### WORK INSTRUCTION
Using the entries below, copy out all lines where "roof" is found.
(THE RECORDS Opens)
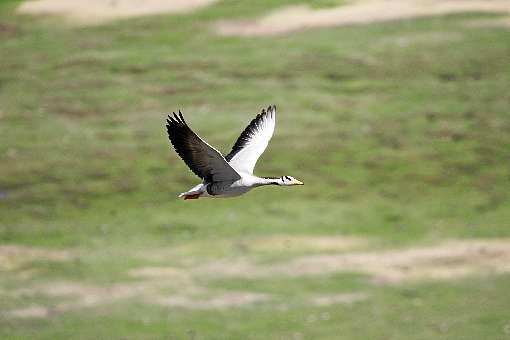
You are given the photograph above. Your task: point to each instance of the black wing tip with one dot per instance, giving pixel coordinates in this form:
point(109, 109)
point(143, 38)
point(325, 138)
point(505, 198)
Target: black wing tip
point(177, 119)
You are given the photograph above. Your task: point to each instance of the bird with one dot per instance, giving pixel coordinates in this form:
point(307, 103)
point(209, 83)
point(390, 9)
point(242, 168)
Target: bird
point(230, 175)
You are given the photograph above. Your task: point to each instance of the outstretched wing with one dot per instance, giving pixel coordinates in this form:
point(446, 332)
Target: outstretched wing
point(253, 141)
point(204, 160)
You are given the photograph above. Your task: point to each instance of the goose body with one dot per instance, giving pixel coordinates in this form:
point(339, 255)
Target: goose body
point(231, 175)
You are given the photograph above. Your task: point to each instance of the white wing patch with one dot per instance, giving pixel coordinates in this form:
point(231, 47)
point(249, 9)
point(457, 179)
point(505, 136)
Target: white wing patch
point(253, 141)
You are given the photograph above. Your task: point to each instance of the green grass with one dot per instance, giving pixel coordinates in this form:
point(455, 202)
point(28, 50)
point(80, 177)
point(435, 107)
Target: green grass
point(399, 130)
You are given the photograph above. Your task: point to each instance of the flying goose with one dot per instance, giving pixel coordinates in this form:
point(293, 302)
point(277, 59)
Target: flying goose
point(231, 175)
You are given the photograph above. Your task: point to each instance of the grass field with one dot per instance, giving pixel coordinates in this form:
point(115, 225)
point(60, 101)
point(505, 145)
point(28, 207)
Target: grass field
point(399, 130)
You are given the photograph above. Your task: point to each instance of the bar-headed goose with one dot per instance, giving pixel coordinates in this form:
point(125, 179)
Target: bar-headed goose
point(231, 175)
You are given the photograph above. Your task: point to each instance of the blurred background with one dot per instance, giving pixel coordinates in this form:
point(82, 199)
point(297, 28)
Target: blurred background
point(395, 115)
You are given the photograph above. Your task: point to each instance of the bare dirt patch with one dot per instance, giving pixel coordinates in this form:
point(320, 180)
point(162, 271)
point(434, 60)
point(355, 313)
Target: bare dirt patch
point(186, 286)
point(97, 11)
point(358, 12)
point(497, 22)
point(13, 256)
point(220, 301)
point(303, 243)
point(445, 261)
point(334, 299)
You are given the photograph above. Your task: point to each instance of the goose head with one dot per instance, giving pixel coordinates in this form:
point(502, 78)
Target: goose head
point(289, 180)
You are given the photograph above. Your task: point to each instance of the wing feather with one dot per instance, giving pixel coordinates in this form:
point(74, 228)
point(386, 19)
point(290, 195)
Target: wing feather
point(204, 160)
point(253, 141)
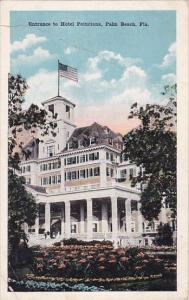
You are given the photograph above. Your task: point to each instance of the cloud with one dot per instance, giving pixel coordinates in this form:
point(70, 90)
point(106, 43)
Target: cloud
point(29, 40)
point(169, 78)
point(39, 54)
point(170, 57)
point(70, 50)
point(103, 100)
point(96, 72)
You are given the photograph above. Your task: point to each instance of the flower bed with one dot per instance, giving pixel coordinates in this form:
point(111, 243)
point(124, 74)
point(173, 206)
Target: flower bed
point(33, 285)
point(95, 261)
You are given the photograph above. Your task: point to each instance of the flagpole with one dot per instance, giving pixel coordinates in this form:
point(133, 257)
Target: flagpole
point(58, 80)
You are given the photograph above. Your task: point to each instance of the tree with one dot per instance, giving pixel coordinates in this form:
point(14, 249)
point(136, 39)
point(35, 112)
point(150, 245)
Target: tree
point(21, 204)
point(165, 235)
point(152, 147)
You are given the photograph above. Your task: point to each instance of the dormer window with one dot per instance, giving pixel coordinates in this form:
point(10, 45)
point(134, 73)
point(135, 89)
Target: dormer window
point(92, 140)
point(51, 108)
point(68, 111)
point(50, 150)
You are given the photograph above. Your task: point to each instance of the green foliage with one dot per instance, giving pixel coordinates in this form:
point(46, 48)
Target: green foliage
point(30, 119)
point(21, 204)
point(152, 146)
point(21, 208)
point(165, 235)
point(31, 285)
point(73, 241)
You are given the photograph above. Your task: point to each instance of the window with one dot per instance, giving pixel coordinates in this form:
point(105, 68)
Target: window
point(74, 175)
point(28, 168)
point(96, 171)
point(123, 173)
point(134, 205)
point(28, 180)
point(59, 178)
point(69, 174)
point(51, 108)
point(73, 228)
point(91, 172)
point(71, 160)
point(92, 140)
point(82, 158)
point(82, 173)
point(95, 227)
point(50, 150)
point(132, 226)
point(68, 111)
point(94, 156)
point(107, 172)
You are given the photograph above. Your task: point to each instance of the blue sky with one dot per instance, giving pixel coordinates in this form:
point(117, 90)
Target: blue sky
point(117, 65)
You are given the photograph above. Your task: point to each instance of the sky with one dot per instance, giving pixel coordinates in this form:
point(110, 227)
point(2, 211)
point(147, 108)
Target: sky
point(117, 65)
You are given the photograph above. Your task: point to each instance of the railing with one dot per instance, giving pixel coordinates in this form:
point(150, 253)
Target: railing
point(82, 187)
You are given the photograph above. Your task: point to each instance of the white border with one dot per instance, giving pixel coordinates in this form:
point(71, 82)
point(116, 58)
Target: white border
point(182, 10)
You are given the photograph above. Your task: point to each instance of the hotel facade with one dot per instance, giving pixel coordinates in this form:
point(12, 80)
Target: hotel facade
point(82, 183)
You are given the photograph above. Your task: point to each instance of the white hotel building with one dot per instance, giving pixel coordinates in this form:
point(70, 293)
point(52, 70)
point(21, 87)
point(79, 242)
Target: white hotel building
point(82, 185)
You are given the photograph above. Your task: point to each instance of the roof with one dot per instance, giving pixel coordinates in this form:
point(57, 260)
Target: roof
(THE RECORDS Closes)
### ANSWER BOX
You are given the photograph above. Your task: point to each instance of the roof with one dot per instance, giving pixel coordinates in this form:
Target: roof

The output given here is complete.